◆ **SOURCE INFORMATION**

──────────────────────────────

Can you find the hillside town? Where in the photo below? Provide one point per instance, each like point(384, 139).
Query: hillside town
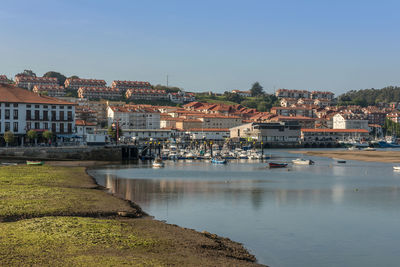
point(302, 118)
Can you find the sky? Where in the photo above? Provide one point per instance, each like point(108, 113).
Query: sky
point(205, 45)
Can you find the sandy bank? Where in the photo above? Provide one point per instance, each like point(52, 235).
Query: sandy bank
point(375, 156)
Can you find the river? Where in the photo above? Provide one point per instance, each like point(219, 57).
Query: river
point(327, 214)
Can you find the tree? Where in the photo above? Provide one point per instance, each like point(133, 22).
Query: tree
point(52, 74)
point(28, 73)
point(8, 137)
point(32, 135)
point(48, 135)
point(256, 89)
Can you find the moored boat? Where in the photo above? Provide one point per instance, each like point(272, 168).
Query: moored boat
point(33, 162)
point(277, 165)
point(303, 162)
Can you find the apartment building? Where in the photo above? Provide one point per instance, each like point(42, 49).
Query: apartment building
point(22, 110)
point(28, 82)
point(123, 86)
point(277, 132)
point(350, 121)
point(50, 90)
point(146, 94)
point(99, 93)
point(3, 79)
point(75, 84)
point(134, 117)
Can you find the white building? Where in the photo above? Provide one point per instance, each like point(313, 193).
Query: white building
point(134, 117)
point(22, 110)
point(350, 121)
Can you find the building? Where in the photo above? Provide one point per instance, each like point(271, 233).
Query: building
point(50, 90)
point(146, 94)
point(75, 84)
point(350, 121)
point(4, 79)
point(242, 93)
point(333, 135)
point(208, 134)
point(29, 82)
point(278, 132)
point(22, 110)
point(134, 117)
point(123, 86)
point(99, 93)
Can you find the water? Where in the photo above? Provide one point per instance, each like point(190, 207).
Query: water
point(328, 214)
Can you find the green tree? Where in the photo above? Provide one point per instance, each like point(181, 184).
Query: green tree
point(9, 137)
point(256, 89)
point(52, 74)
point(32, 135)
point(48, 135)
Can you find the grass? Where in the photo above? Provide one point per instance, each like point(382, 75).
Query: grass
point(57, 216)
point(33, 191)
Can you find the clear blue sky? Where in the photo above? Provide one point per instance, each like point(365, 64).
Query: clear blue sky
point(207, 45)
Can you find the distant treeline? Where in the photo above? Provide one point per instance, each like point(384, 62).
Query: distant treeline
point(368, 97)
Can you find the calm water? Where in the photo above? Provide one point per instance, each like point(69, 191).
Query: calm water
point(327, 214)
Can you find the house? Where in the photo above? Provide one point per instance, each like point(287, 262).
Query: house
point(333, 135)
point(242, 93)
point(99, 93)
point(134, 117)
point(75, 84)
point(22, 110)
point(350, 121)
point(50, 90)
point(276, 132)
point(123, 86)
point(28, 82)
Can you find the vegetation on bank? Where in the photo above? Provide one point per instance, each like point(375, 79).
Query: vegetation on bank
point(57, 216)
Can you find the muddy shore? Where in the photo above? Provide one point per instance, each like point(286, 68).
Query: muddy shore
point(159, 243)
point(371, 156)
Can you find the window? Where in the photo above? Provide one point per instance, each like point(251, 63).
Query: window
point(15, 127)
point(28, 114)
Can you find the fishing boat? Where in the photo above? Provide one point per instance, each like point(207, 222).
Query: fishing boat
point(218, 160)
point(32, 162)
point(158, 163)
point(277, 165)
point(303, 162)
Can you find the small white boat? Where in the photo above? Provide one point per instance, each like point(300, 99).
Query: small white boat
point(158, 163)
point(303, 162)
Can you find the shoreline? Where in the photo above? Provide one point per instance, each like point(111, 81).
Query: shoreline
point(163, 243)
point(368, 156)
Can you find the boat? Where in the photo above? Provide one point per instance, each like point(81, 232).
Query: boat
point(158, 163)
point(32, 162)
point(303, 162)
point(277, 165)
point(218, 161)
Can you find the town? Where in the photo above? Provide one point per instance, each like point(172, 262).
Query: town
point(41, 111)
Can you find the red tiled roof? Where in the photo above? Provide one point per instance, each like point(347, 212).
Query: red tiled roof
point(12, 94)
point(335, 130)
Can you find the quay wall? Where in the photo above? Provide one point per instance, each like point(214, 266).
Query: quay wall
point(62, 153)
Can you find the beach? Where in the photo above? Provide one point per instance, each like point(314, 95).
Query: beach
point(57, 215)
point(372, 156)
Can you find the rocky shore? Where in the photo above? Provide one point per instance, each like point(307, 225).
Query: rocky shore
point(57, 215)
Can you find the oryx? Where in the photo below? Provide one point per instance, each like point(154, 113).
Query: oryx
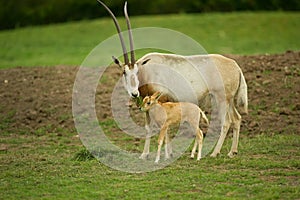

──────────────────────────────

◆ **TASK DESCRIPTION**
Within the entries above, count each line holding the string "oryx". Give only the result.

◆ **EXPECTED ANSWER**
2